(Exercise text)

Who are these critics who can describe gunning down innocent civilians and thereby at a stroke making enemies of the entire Catholic population of Ireland (north and south) as "mistakes", though remain anonymous just as their comrades, the men who made those "mistakes", remained anonymous when they gave evidence to Saville and remain anonymous even now when some of them are branded as perjurers in his report?

Just like the anonymous police marksmen who shot Jean Charles de Menezes and who are also accused of perjury, nothing will happen to them. As for their commanding officer, Lieutenant Colonel Wilford (a scapegoat according to his anonymous defenders), he was described as dead by the BBC's Today programme on Wednesday. In fact he is alive and well and living in Belgium. But no doubt it suits him better, if he cannot be anonymous like his men, to be thought of as dead.

How to cut out the middle man

There's welcome talk of reforming the libel law, but one aspect of it receives little attention – the fact that the law allows you to sue those who sell or distribute printed matter as well as those who write it.

(End Exercise text)
(Source material)

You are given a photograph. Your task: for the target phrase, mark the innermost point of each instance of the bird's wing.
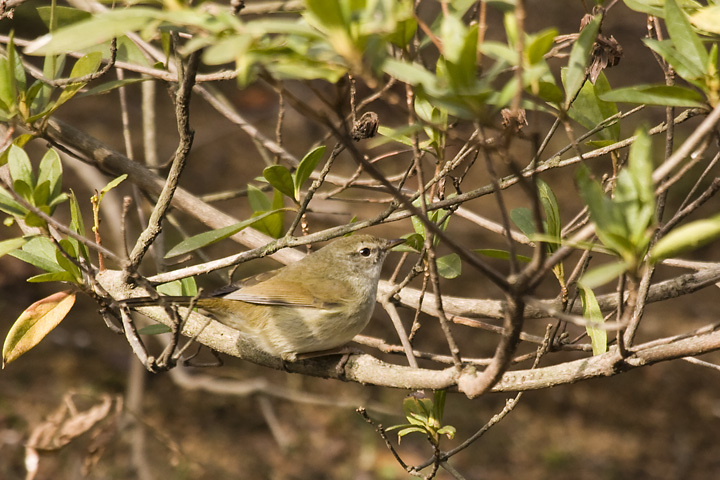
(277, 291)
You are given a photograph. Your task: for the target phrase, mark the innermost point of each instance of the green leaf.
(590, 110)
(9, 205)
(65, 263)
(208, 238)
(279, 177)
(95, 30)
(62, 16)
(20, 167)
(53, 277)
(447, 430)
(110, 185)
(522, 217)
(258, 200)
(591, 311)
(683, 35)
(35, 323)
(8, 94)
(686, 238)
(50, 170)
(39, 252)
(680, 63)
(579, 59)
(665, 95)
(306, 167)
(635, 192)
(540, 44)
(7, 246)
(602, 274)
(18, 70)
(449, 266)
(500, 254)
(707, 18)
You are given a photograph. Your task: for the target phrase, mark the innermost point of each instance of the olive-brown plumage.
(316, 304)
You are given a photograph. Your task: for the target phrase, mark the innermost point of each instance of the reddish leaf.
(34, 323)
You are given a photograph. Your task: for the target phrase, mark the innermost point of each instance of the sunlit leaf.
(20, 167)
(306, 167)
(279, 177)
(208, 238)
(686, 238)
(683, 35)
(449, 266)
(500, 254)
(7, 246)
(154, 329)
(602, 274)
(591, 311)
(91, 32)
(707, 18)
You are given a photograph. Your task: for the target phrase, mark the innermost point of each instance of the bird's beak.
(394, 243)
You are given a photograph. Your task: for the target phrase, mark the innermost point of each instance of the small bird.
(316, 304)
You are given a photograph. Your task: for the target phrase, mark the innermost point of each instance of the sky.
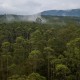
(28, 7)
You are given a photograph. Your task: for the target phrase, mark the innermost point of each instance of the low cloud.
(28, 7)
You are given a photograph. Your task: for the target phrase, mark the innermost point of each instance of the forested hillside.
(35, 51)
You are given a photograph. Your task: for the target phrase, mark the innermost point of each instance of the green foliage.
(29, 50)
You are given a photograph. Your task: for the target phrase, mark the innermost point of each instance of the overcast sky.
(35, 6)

(End Source material)
(Source material)

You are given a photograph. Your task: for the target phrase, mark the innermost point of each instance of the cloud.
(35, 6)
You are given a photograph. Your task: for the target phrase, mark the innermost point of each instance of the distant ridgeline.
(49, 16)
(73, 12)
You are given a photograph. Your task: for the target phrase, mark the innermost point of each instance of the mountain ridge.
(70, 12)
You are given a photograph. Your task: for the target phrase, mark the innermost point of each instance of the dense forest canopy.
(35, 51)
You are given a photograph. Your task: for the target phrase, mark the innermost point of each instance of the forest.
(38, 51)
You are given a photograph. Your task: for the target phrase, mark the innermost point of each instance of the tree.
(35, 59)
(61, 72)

(End Source material)
(Source material)

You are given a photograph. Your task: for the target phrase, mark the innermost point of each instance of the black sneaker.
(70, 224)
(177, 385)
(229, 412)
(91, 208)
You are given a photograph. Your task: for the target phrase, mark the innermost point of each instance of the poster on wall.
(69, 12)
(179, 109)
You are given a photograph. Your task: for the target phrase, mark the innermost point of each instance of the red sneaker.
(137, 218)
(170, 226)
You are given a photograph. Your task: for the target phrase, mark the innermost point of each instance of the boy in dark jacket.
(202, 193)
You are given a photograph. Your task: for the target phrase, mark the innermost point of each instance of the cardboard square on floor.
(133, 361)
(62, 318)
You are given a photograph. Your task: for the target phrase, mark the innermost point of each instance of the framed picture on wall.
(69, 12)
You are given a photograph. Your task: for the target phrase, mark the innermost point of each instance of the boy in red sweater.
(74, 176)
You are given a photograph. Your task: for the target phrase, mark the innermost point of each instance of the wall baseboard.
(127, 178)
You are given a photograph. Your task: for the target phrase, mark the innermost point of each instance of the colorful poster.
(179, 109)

(End Source material)

Instructions for the task: Name every person the text about the Saville report identifies by name.

Task output: Saville, Jean Charles de Menezes, Lieutenant Colonel Wilford